### TEXT PROVIDED:
-=-=-
Amy Ferguson, Laura M. Lyall, Joey Ward, Rona J. Strawbridge, Breda Cullen, Nicholas Graham, Claire L. Niedzwiedz, Keira J.A. Johnston, Daniel MacKay, Stephany M. Biello, Jill P. Pell, Jonathan Cavanagh, Andrew M. McIntosh, Aiden Doherty, Mark E.S. Bailey, Donald M. Lyall, Cathy A. Wyse, Daniel J. Smith
EBioMedicine (2018) 35: 279–287
Circadian rhythms are fundamental to health and are particularly important for mental wellbeing. Disrupted rhythms of rest and activity are recognised as risk factors for major depressive disorder and bipolar disorder.
We conducted a genome-wide association study (GWAS) of low relative amplitude (RA), an objective measure of rest-activity cycles derived from the accelerometer data of 71,500 UK Biobank participants. Polygenic risk scores (PRS) for low RA were used to investigate potential associations with psychiatric phenotypes.
-=-=-
### ASSIGNMENT 1:
Reproduce word for word the part of the circadian rhythm abstract that opens with the words containing "Amy Ferguson, Laura" and closes with "and bipolar disorder.".
### ASSIGNMENT 2:
Extend the circadian rhythm abstract, picking up after its last sentence.
The listing comes from a separate source.
-=-=-
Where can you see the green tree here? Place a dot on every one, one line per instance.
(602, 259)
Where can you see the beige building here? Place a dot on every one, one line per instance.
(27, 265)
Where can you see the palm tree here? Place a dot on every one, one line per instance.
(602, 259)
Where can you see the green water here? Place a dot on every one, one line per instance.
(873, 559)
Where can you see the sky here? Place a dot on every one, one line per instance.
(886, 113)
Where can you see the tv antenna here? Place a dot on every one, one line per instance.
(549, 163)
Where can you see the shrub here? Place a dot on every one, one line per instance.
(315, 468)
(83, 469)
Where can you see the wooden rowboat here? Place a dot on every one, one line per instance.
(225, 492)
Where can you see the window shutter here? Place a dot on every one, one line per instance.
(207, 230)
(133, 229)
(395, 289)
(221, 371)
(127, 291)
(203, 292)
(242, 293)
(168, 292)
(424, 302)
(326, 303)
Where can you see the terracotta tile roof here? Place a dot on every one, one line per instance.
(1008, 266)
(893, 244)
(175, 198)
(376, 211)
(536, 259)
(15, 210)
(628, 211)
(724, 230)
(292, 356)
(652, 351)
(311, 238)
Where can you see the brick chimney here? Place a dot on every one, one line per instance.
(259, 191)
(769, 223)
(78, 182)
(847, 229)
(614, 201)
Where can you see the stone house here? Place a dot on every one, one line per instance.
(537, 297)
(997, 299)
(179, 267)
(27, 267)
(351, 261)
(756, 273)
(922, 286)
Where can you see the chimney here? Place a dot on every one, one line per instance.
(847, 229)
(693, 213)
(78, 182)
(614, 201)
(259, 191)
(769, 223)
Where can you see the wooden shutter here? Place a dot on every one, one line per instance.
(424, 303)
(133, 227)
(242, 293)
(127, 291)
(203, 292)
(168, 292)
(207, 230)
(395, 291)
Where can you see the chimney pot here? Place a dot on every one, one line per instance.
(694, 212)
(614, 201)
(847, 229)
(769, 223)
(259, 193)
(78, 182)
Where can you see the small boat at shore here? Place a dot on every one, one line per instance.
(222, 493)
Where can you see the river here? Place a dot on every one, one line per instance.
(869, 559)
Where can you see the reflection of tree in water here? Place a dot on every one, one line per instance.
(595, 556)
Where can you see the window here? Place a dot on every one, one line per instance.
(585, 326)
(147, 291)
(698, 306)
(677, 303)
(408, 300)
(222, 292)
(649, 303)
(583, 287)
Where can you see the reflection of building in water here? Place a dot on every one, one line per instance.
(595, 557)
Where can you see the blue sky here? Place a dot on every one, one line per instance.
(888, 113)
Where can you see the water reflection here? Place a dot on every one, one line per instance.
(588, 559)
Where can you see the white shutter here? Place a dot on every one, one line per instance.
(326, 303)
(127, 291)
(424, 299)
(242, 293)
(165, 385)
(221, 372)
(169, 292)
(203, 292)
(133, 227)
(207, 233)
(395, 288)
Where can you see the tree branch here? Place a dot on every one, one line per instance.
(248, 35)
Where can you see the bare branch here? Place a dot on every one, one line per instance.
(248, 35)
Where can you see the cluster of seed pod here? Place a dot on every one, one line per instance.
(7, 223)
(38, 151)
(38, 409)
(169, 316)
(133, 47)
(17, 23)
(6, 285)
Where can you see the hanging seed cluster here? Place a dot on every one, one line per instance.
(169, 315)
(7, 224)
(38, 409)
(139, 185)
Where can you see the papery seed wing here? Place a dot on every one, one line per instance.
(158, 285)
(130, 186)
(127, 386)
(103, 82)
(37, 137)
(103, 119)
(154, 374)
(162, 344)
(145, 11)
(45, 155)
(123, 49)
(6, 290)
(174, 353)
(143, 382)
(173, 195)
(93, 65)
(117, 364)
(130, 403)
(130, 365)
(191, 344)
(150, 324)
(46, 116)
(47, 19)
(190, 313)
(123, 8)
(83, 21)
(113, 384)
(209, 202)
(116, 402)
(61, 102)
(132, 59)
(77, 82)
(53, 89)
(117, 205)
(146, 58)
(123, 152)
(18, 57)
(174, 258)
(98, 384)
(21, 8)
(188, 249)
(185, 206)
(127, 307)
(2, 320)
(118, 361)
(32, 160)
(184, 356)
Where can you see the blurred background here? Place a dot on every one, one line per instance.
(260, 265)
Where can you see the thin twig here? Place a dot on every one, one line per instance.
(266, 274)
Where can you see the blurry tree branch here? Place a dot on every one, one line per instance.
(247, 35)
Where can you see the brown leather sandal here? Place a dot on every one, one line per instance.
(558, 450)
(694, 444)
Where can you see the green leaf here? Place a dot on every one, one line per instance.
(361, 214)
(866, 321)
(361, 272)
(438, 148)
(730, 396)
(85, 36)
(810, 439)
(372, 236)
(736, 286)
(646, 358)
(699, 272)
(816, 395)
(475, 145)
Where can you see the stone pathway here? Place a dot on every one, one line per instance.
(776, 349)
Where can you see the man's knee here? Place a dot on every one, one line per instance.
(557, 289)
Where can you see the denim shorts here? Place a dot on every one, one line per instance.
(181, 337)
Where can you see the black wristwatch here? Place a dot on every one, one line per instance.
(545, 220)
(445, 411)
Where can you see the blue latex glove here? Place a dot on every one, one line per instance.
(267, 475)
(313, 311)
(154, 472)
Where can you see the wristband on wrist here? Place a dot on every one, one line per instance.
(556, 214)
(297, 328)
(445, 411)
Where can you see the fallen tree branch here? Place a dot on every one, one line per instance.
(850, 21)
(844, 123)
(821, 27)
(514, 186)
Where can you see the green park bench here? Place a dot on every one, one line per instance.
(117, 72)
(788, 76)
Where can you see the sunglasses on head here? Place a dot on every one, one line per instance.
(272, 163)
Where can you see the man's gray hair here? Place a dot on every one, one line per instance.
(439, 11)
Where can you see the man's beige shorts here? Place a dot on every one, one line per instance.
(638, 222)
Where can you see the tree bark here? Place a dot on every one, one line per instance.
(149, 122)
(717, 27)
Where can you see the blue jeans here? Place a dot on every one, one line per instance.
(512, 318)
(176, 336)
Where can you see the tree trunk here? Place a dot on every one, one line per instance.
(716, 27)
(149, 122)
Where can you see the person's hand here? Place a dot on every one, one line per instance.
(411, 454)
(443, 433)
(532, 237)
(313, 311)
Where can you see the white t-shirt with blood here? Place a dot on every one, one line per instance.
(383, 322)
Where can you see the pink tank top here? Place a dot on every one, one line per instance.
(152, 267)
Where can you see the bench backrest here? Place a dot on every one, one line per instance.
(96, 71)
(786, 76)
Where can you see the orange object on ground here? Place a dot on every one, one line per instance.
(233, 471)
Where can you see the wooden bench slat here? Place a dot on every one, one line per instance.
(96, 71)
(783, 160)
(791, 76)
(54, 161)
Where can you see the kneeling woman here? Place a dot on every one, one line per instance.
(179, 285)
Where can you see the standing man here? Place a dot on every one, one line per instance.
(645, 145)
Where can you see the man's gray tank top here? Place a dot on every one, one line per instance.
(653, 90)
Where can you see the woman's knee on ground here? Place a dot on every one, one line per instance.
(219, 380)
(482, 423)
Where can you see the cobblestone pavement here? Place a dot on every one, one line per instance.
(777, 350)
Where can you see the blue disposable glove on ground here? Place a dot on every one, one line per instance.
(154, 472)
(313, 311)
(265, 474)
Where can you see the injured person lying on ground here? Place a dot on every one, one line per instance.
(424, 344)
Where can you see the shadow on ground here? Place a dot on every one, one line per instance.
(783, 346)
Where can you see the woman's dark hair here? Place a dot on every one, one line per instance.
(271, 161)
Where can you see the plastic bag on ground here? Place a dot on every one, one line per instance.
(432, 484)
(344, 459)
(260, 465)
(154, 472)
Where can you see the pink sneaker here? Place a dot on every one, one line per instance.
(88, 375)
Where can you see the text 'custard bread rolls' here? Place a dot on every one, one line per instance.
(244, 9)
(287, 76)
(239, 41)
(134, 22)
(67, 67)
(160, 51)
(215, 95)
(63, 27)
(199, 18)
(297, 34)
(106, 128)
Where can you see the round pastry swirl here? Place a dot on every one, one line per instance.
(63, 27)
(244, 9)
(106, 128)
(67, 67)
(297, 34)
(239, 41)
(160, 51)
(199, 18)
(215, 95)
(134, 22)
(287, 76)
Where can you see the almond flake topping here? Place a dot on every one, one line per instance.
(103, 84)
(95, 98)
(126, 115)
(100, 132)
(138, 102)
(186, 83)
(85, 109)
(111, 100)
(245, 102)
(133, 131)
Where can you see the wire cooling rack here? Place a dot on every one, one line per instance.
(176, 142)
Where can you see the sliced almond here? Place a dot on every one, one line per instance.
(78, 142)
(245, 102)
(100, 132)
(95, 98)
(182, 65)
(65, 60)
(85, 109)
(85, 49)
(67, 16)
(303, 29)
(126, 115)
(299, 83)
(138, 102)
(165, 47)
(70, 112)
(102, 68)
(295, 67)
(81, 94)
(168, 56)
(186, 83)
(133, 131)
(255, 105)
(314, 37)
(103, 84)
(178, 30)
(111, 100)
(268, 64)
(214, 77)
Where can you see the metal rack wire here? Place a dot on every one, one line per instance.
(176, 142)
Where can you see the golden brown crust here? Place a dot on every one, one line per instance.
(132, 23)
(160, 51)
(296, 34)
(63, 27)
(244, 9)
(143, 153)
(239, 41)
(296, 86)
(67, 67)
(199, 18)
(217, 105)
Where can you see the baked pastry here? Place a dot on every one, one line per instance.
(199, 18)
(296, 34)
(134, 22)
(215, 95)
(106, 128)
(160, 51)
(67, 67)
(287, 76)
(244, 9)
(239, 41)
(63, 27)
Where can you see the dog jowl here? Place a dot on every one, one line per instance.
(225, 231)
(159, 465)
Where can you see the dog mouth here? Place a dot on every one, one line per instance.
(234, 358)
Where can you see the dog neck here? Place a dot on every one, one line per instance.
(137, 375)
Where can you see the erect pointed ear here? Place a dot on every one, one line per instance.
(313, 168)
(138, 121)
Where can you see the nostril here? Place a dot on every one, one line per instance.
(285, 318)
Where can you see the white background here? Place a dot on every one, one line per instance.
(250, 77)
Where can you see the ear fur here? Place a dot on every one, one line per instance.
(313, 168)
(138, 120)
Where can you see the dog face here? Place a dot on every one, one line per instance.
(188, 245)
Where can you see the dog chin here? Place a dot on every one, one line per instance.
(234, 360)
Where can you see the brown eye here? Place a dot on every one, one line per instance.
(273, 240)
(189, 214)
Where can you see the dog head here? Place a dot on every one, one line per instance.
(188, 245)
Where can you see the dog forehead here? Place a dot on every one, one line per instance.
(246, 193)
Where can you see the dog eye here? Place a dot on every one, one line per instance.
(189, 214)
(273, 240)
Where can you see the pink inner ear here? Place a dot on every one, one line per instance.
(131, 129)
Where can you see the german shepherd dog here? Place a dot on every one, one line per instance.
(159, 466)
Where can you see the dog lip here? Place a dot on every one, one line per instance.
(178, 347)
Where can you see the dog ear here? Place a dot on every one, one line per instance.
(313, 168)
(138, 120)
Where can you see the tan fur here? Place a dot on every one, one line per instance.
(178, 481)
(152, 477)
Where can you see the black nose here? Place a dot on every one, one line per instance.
-=-=-
### ANSWER SPACE 1:
Amy Ferguson, Laura M. Lyall, Joey Ward, Rona J. Strawbridge, Breda Cullen, Nicholas Graham, Claire L. Niedzwiedz, Keira J.A. Johnston, Daniel MacKay, Stephany M. Biello, Jill P. Pell, Jonathan Cavanagh, Andrew M. McIntosh, Aiden Doherty, Mark E.S. Bailey, Donald M. Lyall, Cathy A. Wyse, Daniel J. Smith
EBioMedicine (2018) 35: 279–287
Circadian rhythms are fundamental to health and are particularly important for mental wellbeing. Disrupted rhythms of rest and activity are recognised as risk factors for major depressive disorder and bipolar disorder.

### ANSWER SPACE 2:
Two independent genetic loci were associated with low RA, within genomic regions for Neurofascin (NFASC) and Solute Carrier Family 25 Member 17 (SLC25A17). A secondary GWAS of RA as a continuous measure identified a locus within Meis Homeobox 1 (MEIS1). There were no significant genetic correlations between low RA and any of the psychiatric phenotypes assessed. However, PRS for low RA was significantly associated with mood instability across multiple PRS thresholds (at PRS threshold 0·05: OR = 1·02, 95% CI = 1·01–1·02, p = 9·6 × 10−5), and with major depressive disorder (at PRS threshold 0·1: OR = 1·03, 95% CI = 1·01–1·05, p = 0·025) and neuroticism (at PRS threshold 0·5: Beta = 0·02, 95% CI = 0·007–0·04, p = 0·021).
Overall, our findings contribute new knowledge on the complex genetic architecture of circadian rhythmicity and suggest a putative biological link between disrupted circadian function and mood disorder phenotypes, particularly mood instability, but also major depressive disorder and neuroticism.